[Opening Provided entries section]
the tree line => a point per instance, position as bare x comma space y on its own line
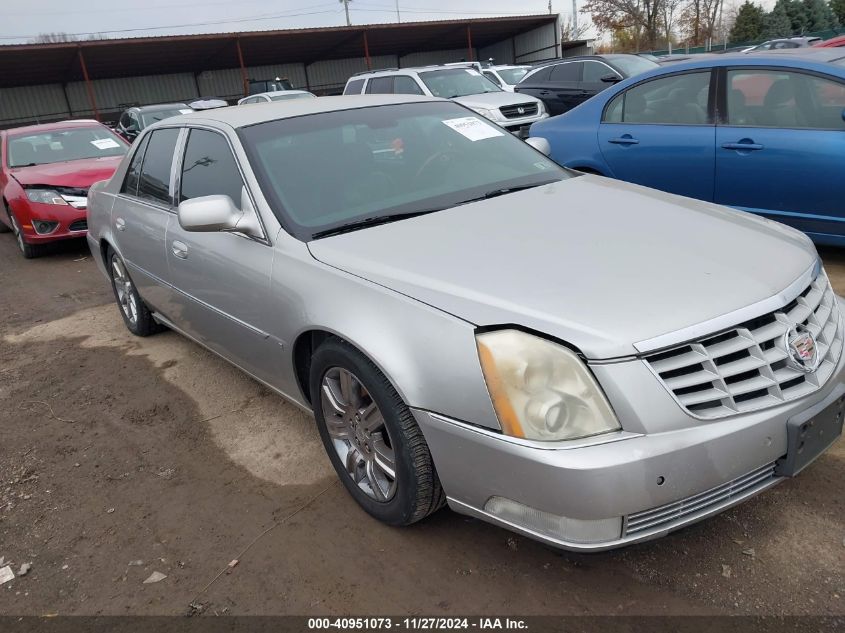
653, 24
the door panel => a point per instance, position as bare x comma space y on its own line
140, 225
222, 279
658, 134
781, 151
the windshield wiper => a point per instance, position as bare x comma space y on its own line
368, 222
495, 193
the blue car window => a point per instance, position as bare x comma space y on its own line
[Closing Provided entries section]
__Task to complete__
Your answer must be the lines from the one containing "the door panel" through the last line of the entries, copied exactly, with no other lines.

__Your response__
the door panel => a point per instance, position as bare x comma space y on its own line
140, 225
222, 279
658, 134
781, 151
the windshield wiper => a point per instance, position as bare x comma space y on its own line
368, 222
495, 193
the blue car window => a point per instance, position as bare x comma space y on its own line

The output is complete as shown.